Data extracts:
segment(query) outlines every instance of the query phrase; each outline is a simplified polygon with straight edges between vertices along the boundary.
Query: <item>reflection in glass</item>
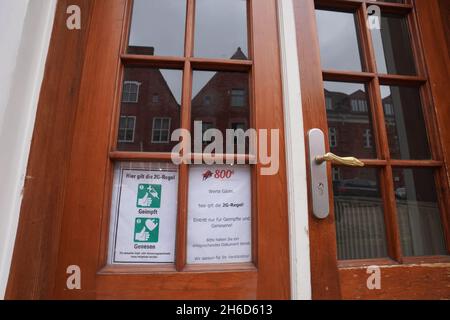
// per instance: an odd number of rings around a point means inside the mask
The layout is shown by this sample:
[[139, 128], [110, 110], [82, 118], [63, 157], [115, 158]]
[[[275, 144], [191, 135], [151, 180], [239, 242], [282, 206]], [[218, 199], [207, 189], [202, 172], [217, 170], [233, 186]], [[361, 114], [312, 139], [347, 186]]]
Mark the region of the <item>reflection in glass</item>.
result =
[[183, 56], [185, 0], [134, 0], [128, 53]]
[[248, 59], [246, 0], [197, 0], [195, 8], [194, 56]]
[[394, 169], [393, 175], [403, 255], [445, 255], [433, 170]]
[[316, 10], [316, 19], [322, 68], [362, 71], [355, 15]]
[[180, 127], [182, 72], [125, 68], [117, 150], [171, 152]]
[[362, 159], [376, 158], [365, 85], [326, 81], [324, 86], [331, 152]]
[[382, 86], [386, 130], [393, 159], [430, 159], [418, 88]]
[[372, 42], [379, 73], [416, 74], [406, 18], [382, 14], [381, 29], [372, 30]]
[[[194, 71], [192, 128], [194, 121], [202, 121], [203, 132], [214, 128], [220, 130], [223, 137], [227, 129], [249, 129], [248, 85], [248, 73]], [[204, 140], [204, 147], [211, 142]], [[223, 148], [225, 152], [225, 141]]]
[[333, 168], [339, 260], [387, 256], [378, 174], [376, 169]]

Directions for this task: Set down all the lines above exactly as they appear, with no pictures.

Output of the task:
segment(query) outlines every instance of the query phrase; each outline is a simplified polygon with straight edges between vertices along the boundary.
Query: <item>reflection in glass</item>
// per instance: an odd number of rings around a point means inside the mask
The layout is shown by this sample:
[[139, 128], [110, 110], [82, 118], [63, 157], [115, 158]]
[[[275, 144], [191, 135], [151, 180], [239, 242], [282, 206]], [[218, 199], [207, 189], [202, 172], [217, 170], [233, 186]], [[361, 114], [312, 139], [347, 186]]]
Mark the region of the <item>reflection in glass</item>.
result =
[[183, 56], [185, 0], [134, 0], [128, 53]]
[[248, 59], [246, 0], [197, 0], [195, 8], [194, 56]]
[[394, 169], [393, 175], [403, 255], [445, 255], [433, 170]]
[[316, 10], [316, 19], [322, 68], [362, 71], [355, 15]]
[[180, 127], [182, 72], [125, 68], [117, 150], [171, 152]]
[[362, 159], [376, 158], [365, 85], [326, 81], [324, 86], [331, 152]]
[[382, 86], [386, 130], [393, 159], [430, 159], [418, 88]]
[[372, 42], [379, 73], [416, 74], [406, 18], [382, 14], [381, 29], [372, 30]]
[[[194, 71], [192, 128], [194, 121], [202, 121], [203, 132], [214, 128], [220, 130], [223, 137], [227, 129], [249, 129], [248, 85], [248, 73]], [[204, 140], [204, 147], [211, 142]], [[223, 148], [225, 152], [225, 141]]]
[[333, 168], [339, 260], [387, 256], [378, 174], [376, 169]]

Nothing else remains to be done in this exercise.